Task brief.
Copy the entries from the line containing "black metal balcony" through the end of the entries, keeping every request line, and offset each coordinate in the answers by adding 46.

Data section.
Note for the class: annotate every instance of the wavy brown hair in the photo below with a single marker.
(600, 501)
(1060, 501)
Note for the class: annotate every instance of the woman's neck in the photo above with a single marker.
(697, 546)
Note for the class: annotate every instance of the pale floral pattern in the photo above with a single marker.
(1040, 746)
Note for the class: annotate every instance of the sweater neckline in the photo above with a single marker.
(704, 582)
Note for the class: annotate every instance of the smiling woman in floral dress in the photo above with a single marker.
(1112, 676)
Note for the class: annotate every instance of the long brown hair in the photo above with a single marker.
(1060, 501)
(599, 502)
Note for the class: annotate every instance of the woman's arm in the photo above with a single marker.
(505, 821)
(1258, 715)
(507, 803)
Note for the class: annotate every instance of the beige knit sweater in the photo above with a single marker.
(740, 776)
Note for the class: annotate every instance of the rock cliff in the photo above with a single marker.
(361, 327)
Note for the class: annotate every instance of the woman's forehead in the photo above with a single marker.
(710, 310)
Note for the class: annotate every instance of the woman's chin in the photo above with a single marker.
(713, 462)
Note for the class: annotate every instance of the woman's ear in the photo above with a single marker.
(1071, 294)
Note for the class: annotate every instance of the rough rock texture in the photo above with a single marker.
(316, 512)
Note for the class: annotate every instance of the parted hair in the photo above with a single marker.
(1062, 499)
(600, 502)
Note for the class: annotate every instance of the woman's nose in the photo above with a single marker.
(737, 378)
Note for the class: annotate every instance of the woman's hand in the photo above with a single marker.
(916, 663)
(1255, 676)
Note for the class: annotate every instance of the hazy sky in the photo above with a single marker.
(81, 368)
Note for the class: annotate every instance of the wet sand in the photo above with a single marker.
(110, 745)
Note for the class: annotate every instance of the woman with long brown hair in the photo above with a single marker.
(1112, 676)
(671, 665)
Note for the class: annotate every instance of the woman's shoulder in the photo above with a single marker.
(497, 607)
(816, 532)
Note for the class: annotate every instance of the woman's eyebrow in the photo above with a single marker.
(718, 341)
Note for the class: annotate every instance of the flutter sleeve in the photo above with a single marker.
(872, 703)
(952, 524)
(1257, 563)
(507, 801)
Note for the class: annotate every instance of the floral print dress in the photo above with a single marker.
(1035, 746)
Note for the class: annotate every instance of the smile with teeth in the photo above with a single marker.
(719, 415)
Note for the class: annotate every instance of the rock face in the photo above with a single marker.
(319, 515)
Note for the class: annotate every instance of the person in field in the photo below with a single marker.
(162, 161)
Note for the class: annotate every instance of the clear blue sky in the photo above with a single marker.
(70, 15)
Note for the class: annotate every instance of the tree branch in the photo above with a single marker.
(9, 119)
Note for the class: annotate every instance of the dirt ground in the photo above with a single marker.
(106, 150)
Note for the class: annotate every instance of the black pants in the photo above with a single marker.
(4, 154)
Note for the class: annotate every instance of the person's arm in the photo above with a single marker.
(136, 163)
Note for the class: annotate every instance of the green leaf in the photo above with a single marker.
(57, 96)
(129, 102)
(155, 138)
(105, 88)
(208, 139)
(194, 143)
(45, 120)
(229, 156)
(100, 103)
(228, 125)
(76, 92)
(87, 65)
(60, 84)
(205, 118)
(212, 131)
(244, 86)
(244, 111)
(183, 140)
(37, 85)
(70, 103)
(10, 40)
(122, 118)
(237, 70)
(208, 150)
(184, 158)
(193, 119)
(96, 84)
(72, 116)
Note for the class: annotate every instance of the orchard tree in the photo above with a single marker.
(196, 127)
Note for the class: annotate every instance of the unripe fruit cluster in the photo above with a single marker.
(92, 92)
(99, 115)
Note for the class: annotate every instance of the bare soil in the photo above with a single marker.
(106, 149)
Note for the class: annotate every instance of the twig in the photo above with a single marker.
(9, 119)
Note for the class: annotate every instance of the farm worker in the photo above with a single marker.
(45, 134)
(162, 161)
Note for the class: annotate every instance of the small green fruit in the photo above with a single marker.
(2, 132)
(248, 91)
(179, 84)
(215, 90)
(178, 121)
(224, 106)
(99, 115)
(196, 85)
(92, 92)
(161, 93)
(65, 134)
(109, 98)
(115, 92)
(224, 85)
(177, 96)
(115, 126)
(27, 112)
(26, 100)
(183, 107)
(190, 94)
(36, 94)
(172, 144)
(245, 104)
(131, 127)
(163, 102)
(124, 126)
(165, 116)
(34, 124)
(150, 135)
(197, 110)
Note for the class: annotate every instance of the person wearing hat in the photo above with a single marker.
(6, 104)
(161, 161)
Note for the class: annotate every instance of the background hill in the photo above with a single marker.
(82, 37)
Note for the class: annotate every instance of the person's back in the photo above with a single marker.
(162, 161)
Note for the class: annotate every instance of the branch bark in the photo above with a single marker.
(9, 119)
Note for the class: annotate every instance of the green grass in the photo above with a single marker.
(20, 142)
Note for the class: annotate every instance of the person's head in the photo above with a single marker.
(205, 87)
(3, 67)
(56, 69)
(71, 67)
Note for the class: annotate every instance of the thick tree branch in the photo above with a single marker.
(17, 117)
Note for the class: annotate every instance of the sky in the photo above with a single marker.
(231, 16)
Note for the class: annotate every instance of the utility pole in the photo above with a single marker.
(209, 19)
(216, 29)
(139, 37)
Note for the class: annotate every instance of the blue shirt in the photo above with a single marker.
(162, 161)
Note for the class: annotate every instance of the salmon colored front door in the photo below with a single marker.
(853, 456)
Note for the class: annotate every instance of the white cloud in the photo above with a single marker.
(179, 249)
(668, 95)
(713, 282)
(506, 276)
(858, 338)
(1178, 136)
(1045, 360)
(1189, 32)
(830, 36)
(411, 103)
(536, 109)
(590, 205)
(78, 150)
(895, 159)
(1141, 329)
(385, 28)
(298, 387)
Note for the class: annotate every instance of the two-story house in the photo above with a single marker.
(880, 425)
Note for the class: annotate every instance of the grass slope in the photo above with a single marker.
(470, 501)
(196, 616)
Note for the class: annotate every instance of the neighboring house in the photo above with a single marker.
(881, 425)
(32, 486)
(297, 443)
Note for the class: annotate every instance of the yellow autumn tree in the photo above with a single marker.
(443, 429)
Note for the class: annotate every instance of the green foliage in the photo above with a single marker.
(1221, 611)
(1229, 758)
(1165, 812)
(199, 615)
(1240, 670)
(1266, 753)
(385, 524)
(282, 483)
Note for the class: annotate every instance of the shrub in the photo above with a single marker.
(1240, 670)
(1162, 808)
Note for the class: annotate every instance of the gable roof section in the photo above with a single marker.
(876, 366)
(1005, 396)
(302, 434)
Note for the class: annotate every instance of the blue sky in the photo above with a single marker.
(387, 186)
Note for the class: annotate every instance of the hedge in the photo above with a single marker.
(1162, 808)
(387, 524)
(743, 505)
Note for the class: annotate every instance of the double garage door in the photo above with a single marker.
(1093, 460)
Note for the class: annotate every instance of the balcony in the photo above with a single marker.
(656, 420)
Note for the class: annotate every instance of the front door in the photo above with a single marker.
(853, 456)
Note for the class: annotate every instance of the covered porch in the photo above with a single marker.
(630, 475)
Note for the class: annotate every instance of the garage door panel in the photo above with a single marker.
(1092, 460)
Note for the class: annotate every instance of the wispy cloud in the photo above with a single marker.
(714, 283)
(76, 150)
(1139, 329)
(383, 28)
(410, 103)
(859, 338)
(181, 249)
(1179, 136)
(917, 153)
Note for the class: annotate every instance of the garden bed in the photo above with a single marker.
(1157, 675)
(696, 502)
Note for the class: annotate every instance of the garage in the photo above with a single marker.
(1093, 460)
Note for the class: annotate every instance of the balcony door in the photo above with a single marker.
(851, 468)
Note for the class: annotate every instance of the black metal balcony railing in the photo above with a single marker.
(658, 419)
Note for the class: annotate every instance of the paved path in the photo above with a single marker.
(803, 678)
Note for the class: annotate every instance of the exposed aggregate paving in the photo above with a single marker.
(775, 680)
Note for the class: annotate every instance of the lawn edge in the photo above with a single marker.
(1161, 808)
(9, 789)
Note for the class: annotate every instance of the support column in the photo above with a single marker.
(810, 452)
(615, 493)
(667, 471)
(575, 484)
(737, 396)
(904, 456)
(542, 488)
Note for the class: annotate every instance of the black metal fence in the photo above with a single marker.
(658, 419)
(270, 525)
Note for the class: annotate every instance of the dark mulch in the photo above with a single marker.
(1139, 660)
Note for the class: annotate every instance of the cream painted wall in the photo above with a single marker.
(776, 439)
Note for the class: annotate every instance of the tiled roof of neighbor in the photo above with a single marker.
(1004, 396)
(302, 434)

Response to the exercise.
Note for the class: annotate every instance of the black metal balcony railing in the photo above with a single marker.
(704, 465)
Note for the class: annotate every instance of the paved path in the photo above with a single marker.
(849, 724)
Note for the class: annotate every instance of the exposed aggregate paving in the photo above with a single marker.
(821, 726)
Note for the class: annotate every instance of the lawn edge in the photo above with a single marker.
(1207, 854)
(55, 835)
Note for the class: annotate every instance of the support column in the photo above with a single marker.
(856, 498)
(661, 539)
(713, 517)
(621, 530)
(783, 442)
(950, 502)
(588, 534)
Note for the class: annotate every instance of the black metal fence in the photo above with a single marker.
(704, 465)
(316, 571)
Note for the class: annotate every instance of the dark mulch in the photo above with a single marker.
(1185, 706)
Note for the class: annotate every instance of the cream painted wall in the photo above with a single marker.
(822, 485)
Note for the class: annotate every instance of the tiled roof of neighbor in the photo above with a single marker.
(1050, 442)
(348, 480)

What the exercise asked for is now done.